Plotkin bound

In the mathematics of coding theory, the Plotkin bound, named after Morris Plotkin, is a limit (or bound) on the maximum possible number of codewords in binary codes of given length n and given minimum distance d.

Statement of the bound

A code is considered "binary" if the codewords use symbols from the binary alphabet $\{0,1\}$ . In particular, if all codewords have a fixed length n, then the binary code has length n. Equivalently, in this case the codewords can be considered elements of vector space $\mathbb{F}_2^n$ over the finite field $\mathbb{F}_2$ . Let $d$ be the minimum distance of $C$ , i.e.

d = \min_{x,y \in C, x \neq y} d(x,y)

where $d(x,y)$ is the Hamming distance between $x$ and $y$ . The expression $A_{2}(n,d)$ represents the maximum number of possible codewords in a binary code of length $n$ and minimum distance $d$ . The Plotkin bound places a limit on this expression.

- Aim of the task
In the passage on the Plotkin bound, after whom is the bound named?

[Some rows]
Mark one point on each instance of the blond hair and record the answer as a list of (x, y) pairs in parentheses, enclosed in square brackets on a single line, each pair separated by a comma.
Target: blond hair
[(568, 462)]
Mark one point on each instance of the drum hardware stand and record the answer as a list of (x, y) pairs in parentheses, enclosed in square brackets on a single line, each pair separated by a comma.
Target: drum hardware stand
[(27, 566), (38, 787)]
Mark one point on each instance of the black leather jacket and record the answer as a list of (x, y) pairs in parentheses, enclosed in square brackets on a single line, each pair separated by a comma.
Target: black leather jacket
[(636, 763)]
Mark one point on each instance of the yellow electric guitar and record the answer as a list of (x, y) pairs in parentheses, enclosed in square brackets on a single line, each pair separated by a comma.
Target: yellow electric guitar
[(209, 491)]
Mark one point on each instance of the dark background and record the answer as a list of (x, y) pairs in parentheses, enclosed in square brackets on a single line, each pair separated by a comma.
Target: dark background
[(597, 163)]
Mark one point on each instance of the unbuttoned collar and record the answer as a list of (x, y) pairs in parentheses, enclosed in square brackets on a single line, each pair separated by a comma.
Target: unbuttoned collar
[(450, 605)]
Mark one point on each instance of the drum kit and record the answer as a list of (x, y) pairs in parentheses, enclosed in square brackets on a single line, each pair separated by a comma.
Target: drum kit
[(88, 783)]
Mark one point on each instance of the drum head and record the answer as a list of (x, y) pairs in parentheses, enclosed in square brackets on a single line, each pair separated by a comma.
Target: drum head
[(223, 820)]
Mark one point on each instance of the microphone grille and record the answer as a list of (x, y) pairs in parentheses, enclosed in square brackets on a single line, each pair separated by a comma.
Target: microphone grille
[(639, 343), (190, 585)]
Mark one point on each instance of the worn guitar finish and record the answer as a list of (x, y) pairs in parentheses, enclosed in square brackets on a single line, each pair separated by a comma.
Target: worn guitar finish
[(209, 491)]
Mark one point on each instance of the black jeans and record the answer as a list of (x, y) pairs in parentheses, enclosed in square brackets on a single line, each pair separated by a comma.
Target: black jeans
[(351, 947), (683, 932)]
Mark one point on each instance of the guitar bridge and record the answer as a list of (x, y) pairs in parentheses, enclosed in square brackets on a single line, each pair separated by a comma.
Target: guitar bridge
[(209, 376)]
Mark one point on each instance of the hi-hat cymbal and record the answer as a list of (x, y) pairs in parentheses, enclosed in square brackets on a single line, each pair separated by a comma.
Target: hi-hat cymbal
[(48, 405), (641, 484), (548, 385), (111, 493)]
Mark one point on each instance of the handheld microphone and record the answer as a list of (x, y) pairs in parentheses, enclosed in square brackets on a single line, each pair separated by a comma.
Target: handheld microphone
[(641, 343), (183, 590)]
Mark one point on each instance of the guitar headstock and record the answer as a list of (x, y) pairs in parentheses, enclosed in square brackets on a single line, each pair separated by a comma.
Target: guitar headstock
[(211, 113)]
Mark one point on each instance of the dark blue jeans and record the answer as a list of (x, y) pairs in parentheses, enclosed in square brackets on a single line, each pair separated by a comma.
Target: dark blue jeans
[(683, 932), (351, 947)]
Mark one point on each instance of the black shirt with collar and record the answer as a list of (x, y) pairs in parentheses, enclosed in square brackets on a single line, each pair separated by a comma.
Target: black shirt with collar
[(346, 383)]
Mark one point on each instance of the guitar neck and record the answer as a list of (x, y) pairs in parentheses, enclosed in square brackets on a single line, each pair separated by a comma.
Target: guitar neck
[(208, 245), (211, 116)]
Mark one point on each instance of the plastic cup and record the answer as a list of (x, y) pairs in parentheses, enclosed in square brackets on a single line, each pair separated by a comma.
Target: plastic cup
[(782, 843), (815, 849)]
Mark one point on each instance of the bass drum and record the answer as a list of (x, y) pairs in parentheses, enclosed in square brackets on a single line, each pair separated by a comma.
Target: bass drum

- Task answer
Morris Plotkin